─── TEKS BACAAN ───

Hasilnya tidak sia-sia. Di zaman Utsman bin Affan, para alumni Cina ini sudah dapat membuat sendiri kertas, yang dengan itu Mushaf Utsmani ditulis. Namun mereka juga meninggalkan cikal bakal Islam di Cina. Bahkan pernah ada seorang Laksamana Cina yang seorang Muslim, yaitu Cheng Ho.
Tahukah Anda, bahwa masjid di Beijing lebih tua usianya dari semua masjid yang ada di Nusantara? Masjid ini didirikan tahun 996 M. Tidak terlalu sulit untuk menemukan Masjid Niu Jie di Beijing ini, meski tidak banyak sopir taksi yang mengetahuinya. Dengan menunjukkan ke peta yang ada aksara Cina-nya, dibantu sedikit bahasa Tarzan, akhirnya sampai juga saya ke masjid Niu Jie, dengan nyasar dulu ke sebuah kelenteng yang tidak jauh dari masjid. Kelenteng ini jauh lebih kecil, tapi ternyata buat orang Cina lebih dikenal.

─── CATATAN DATA ───

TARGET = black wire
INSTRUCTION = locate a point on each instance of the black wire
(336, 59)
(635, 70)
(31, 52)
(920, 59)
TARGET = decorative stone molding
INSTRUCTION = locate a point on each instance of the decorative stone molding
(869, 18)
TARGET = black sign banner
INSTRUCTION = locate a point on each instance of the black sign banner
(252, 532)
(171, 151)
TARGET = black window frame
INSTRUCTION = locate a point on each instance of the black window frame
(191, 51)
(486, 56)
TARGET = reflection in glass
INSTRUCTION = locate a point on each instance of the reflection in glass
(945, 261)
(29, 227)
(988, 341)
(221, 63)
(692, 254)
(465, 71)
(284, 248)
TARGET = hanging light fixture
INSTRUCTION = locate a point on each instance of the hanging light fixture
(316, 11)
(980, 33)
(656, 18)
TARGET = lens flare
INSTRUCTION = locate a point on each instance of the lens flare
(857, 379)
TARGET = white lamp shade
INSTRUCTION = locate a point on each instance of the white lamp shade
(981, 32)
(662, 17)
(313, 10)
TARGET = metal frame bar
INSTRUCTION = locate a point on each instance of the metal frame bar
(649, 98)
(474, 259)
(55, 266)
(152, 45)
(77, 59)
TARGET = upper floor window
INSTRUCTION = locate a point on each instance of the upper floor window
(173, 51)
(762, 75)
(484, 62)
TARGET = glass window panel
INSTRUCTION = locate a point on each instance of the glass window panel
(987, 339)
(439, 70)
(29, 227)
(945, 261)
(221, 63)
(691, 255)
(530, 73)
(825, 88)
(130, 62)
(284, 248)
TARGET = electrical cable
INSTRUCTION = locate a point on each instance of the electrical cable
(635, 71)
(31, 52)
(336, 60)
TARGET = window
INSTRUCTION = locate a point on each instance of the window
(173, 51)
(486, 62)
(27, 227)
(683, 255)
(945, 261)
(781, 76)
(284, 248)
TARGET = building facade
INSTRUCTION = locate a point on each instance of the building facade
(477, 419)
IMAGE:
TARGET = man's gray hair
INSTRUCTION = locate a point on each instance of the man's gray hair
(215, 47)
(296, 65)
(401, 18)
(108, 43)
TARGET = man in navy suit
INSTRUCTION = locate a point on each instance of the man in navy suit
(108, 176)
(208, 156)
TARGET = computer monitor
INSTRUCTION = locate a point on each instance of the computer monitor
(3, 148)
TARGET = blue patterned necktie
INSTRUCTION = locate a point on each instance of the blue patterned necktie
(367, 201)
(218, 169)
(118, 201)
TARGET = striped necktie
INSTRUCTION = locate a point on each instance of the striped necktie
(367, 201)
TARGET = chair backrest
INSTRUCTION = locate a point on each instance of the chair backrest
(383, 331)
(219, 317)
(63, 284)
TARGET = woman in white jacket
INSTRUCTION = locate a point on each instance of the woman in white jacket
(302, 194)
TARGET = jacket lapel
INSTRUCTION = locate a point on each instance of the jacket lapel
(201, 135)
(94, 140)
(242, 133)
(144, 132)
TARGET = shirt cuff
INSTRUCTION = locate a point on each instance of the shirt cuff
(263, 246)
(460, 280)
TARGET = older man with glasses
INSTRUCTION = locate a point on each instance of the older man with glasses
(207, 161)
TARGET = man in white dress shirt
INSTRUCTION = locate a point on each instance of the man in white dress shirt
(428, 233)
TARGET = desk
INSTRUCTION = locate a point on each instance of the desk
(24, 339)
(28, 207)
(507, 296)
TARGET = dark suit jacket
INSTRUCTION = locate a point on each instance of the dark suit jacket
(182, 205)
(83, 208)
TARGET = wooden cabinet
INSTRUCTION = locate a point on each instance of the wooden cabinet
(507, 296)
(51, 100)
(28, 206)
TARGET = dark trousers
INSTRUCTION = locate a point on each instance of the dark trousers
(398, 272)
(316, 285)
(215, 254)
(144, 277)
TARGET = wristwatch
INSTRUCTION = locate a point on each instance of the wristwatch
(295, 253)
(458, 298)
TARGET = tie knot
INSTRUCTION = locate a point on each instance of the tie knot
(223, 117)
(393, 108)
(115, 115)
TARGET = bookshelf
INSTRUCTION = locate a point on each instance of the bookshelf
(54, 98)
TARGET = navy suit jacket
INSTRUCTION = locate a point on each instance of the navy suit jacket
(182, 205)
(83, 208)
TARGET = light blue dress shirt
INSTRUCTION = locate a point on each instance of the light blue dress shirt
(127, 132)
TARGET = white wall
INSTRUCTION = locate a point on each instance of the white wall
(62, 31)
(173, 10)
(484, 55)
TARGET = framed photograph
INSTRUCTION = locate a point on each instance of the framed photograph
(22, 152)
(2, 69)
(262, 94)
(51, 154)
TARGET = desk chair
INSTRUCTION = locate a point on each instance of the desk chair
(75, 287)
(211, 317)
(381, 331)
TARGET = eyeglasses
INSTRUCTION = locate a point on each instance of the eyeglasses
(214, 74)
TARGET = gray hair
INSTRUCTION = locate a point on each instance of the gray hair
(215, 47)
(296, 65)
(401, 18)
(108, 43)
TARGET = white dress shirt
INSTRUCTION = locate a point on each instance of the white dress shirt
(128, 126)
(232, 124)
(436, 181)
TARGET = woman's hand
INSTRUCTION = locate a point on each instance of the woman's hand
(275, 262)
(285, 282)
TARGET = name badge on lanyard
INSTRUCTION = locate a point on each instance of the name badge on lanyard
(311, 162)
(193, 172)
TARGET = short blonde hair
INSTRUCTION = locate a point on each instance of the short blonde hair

───

DAFTAR TUGAS ::
1 - Jawab pertanyaan berikut berdasarkan teks tentang Islam di Cina:
(a) Di atas apa Mushaf Utsmani ditulis pada zaman Utsman bin Affan, dan siapa yang membuatnya?
(b) Siapa nama laksamana Cina beragama Islam yang disebut dalam teks?
(c) Pada tahun berapa Masjid Niu Jie di Beijing didirikan?
2 - Tulis lanjutan teks tentang Islam di Cina, dimulai setelah kalimat terakhirnya.

HASIL TUGAS ::
1 -
(a) Di atas kertas yang dibuat sendiri oleh para alumni Cina.
(b) Cheng Ho.
(c) Tahun 996 M.

2 -
Dari segi bangunan, masjid Niu Jie ini tidak berbeda jauh dengan arsitektur sebuah kelenteng. Warna-warna merah mendominasi. Yang membedakan hanya kaligrafi Arab di atas pintu-pintunya. Di seputar masjid ada beberapa bangunan lain. Kaum wanita dan anak menempati bangunan terpisah, sehingga saat bapak-bapak shalat Jumat mereka dapat shalat Dzuhur sendiri. Ruang terbuka di antara bangunan itu mengingatkan pada lapangan latihan kungfu di padepokan Shaolin. Mungkin memang pernah difungsikan demikian.
Khutbah Jumat dan shalatnya sendiri alhamdulillah masih tetap dalam bahasa Arab. Hanya saja saat shalat akan dimulai, dan jamaah diminta merapikan shaf, ada perintah Imam dalam bahasa Cina, yang tentu saja terdengar agak menggelikan bagi kita: ada bahasa Cina di masjid!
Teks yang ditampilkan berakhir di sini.